------ Provided information ------

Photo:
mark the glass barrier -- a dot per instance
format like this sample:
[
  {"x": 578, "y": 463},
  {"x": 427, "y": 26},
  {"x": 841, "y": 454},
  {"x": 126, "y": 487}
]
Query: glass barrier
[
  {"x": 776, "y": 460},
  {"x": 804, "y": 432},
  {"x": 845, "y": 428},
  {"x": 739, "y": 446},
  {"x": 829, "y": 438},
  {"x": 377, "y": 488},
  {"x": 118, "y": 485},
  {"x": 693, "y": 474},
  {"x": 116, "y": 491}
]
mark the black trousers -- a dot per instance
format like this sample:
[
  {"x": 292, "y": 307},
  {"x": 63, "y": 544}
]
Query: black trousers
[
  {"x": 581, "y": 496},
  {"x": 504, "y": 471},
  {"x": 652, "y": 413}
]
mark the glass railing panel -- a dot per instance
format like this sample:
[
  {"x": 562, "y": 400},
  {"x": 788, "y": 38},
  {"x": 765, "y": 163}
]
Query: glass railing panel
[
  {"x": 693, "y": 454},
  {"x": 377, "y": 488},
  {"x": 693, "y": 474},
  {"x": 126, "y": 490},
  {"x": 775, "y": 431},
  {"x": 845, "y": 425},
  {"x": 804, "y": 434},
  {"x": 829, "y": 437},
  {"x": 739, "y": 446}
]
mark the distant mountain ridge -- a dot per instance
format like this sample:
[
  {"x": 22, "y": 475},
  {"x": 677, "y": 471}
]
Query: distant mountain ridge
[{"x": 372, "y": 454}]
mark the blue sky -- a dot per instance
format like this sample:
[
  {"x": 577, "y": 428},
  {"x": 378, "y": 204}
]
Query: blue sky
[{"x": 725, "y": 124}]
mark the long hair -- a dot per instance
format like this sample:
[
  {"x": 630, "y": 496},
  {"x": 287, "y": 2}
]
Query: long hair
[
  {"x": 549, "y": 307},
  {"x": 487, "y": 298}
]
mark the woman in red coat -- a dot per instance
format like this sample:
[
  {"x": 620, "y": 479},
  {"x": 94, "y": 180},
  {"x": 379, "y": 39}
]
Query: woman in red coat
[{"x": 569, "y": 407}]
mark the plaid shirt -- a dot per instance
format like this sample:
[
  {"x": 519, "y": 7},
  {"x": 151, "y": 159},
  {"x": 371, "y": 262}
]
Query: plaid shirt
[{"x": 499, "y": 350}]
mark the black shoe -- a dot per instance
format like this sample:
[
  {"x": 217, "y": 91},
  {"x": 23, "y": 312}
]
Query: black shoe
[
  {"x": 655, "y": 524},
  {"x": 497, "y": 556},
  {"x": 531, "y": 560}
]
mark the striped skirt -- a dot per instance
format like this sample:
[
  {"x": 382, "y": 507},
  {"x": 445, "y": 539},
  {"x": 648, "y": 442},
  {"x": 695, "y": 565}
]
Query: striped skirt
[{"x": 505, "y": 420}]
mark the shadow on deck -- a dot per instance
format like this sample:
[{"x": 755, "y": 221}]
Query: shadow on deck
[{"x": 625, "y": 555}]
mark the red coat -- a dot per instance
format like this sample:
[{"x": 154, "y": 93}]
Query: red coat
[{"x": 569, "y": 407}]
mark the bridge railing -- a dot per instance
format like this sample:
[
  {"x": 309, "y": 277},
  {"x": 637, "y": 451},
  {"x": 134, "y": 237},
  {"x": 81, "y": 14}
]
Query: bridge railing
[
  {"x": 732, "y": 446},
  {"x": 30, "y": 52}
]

------

**Your assignment**
The entries need to be set down again in full, with no word changed.

**Answer to this exercise**
Photo:
mark the glass barrier -- a dot per instance
format like this sample:
[
  {"x": 578, "y": 463},
  {"x": 427, "y": 26},
  {"x": 841, "y": 454},
  {"x": 126, "y": 487}
]
Query: glass barrier
[
  {"x": 776, "y": 460},
  {"x": 804, "y": 432},
  {"x": 845, "y": 428},
  {"x": 739, "y": 446},
  {"x": 829, "y": 438},
  {"x": 377, "y": 488},
  {"x": 118, "y": 485},
  {"x": 693, "y": 474},
  {"x": 116, "y": 491}
]
mark the black trousers -- a dot per instance
format like this sample:
[
  {"x": 292, "y": 307},
  {"x": 63, "y": 544}
]
Query: black trousers
[
  {"x": 581, "y": 496},
  {"x": 504, "y": 471},
  {"x": 652, "y": 413}
]
mark the glass railing panel -- a dot per instance
format like this sample:
[
  {"x": 562, "y": 400},
  {"x": 788, "y": 38},
  {"x": 765, "y": 163}
]
Query: glass railing panel
[
  {"x": 693, "y": 454},
  {"x": 377, "y": 488},
  {"x": 693, "y": 474},
  {"x": 126, "y": 490},
  {"x": 775, "y": 431},
  {"x": 845, "y": 425},
  {"x": 804, "y": 434},
  {"x": 829, "y": 437},
  {"x": 739, "y": 446}
]
mark the distant mountain ridge -- a dot per instance
format like this sample:
[
  {"x": 22, "y": 475},
  {"x": 677, "y": 471}
]
Query: distant mountain ridge
[{"x": 372, "y": 454}]
mark the blue sky -- a dot per instance
format like this sample:
[
  {"x": 577, "y": 428},
  {"x": 378, "y": 204}
]
Query: blue sky
[{"x": 725, "y": 124}]
mark the long hair -- a dot per instance
format like this sample:
[
  {"x": 630, "y": 496},
  {"x": 287, "y": 2}
]
Query: long hair
[
  {"x": 549, "y": 307},
  {"x": 487, "y": 298}
]
mark the woman in red coat -- a dot per instance
format like this sample:
[
  {"x": 620, "y": 479},
  {"x": 94, "y": 180},
  {"x": 379, "y": 39}
]
Query: woman in red coat
[{"x": 569, "y": 407}]
mark the plaid shirt -- a dot per instance
format like this sample:
[
  {"x": 519, "y": 7},
  {"x": 151, "y": 159},
  {"x": 371, "y": 262}
]
Query: plaid shirt
[{"x": 499, "y": 350}]
mark the black shoe -- a dot per instance
format like this sample:
[
  {"x": 217, "y": 91},
  {"x": 23, "y": 312}
]
Query: black shoe
[
  {"x": 655, "y": 524},
  {"x": 497, "y": 556},
  {"x": 531, "y": 560}
]
mark the striped skirt -- a dot per instance
format like this sample:
[
  {"x": 382, "y": 507},
  {"x": 445, "y": 539},
  {"x": 648, "y": 442},
  {"x": 695, "y": 565}
]
Query: striped skirt
[{"x": 505, "y": 420}]
mark the shadow on deck -- a dot per instance
format like this sample:
[{"x": 755, "y": 221}]
Query: shadow on deck
[{"x": 625, "y": 555}]
mark the red coat -- a dot per instance
format like this sample:
[{"x": 154, "y": 93}]
Query: red coat
[{"x": 569, "y": 407}]
mark the bridge railing -- a dot per instance
format like this sample:
[
  {"x": 309, "y": 277},
  {"x": 637, "y": 451},
  {"x": 134, "y": 237},
  {"x": 81, "y": 14}
]
Query: bridge railing
[
  {"x": 732, "y": 446},
  {"x": 30, "y": 52}
]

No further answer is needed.